- **WORK INSTRUCTION**
An exact copy of every entry is the answer here, with no pictures.

[Saved entries]
----------
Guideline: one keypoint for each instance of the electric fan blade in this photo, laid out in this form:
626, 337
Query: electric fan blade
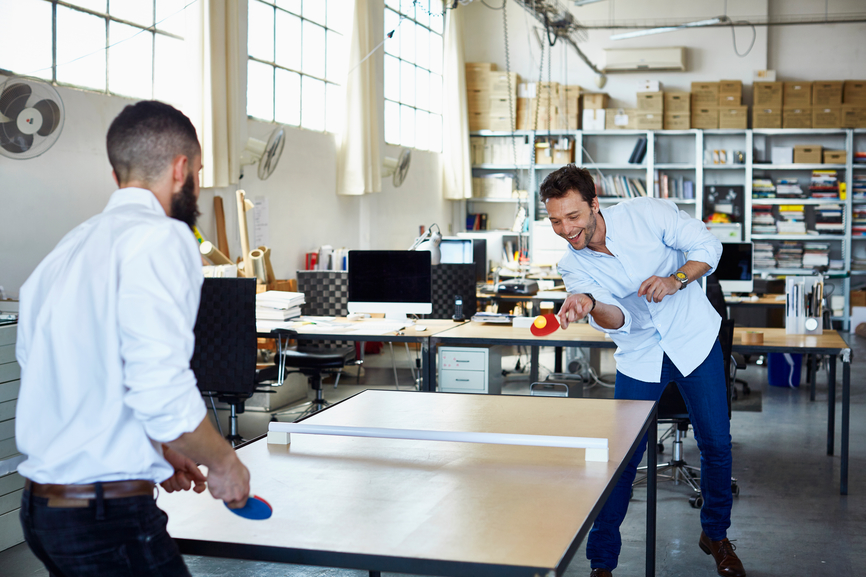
14, 100
14, 140
50, 116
----------
- **ANSWER TO THIS EXERCISE**
Guideline: one keypoint for each instance of the electric fan blade in this photo, laid out in this form:
626, 337
Query: electric fan blade
14, 100
14, 140
50, 116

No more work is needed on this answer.